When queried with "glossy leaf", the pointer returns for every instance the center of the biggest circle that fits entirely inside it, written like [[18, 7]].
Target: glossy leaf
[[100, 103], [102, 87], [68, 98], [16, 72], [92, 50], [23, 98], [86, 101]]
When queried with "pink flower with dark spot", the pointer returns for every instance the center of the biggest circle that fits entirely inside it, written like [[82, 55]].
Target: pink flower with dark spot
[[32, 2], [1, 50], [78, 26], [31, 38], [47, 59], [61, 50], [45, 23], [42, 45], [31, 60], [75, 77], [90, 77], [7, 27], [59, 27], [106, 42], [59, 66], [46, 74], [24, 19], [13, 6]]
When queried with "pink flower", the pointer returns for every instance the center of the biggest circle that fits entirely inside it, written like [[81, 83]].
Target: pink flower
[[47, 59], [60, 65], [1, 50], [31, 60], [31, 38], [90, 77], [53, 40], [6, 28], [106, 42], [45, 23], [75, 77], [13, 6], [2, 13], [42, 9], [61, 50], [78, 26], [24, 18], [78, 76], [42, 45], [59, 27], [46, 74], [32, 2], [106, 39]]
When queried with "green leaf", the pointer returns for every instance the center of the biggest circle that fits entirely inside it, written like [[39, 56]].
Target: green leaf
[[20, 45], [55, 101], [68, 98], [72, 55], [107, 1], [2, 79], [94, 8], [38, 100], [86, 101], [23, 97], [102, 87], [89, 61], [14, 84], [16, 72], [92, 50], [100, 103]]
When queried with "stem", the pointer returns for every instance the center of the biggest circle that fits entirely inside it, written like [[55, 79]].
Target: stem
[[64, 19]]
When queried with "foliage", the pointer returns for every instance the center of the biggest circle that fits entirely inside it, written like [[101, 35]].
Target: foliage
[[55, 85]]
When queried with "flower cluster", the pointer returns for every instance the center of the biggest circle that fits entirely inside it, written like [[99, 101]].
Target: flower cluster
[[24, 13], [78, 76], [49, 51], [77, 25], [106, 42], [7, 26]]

===============

◆ **What is asked**: Format all the records above as a two-column CSV headed input and output. Give one row per record, and put each value in a single quoted field with any line breaks turned into spaces.

◆ **Answer in full**:
input,output
"When queried with ""glossy leaf"", the pointer returns for every instance the center of the biggest circle that fits entirely inside it, written like [[18, 7]]. Target: glossy leaf","[[100, 103], [102, 87], [68, 98], [16, 72], [92, 50], [23, 98], [86, 101]]"
"When queried with ""pink flower with dark spot"", the pointer returns for every instance the center of the biggest circle that fits entirely inside it, written like [[82, 55]]. Target: pink flower with dark spot","[[32, 2], [1, 50], [78, 26], [31, 38], [47, 59], [61, 50], [45, 23], [42, 45], [31, 60], [75, 77], [90, 77], [7, 27], [59, 27], [106, 42], [59, 66], [46, 74], [24, 19], [13, 6]]"
"When queried with ""pink flower"", the pointer returns for every instance the center of the biggest circle that fits entirely inside it, written like [[81, 83]]. Target: pink flower","[[47, 59], [60, 65], [1, 50], [31, 60], [31, 38], [90, 77], [53, 40], [6, 28], [106, 42], [45, 23], [75, 77], [13, 6], [2, 13], [42, 9], [61, 50], [78, 26], [24, 18], [78, 76], [42, 45], [59, 27], [46, 74], [32, 2], [106, 39]]"
"When queried with ""green leaf"", the pointer returns for every instance the center of the biggest circle that fits entirely inside it, written like [[39, 56]]. Target: green leaf","[[20, 45], [55, 101], [68, 98], [72, 55], [107, 1], [2, 79], [94, 8], [38, 100], [86, 101], [23, 97], [102, 87], [89, 61], [14, 84], [16, 72], [92, 50], [100, 103]]"
"When queried with ""stem"", the pointer returns for every instance the center of the biggest circle that fits entirely inside it, written like [[55, 79]]. Target: stem","[[64, 19]]"
"When queried with ""foliage"", the pointer returns for every instance the center of the biggest circle that fits entirely inside it, written like [[101, 35]]. Target: foliage","[[55, 85]]"
"When queried with ""flower cluster"", the pointer returns for every instance the center of the biggest circle that fits entirely inside it, written like [[99, 101]]. Target: flower cluster","[[24, 13], [78, 76], [49, 51], [77, 25], [106, 42], [7, 26]]"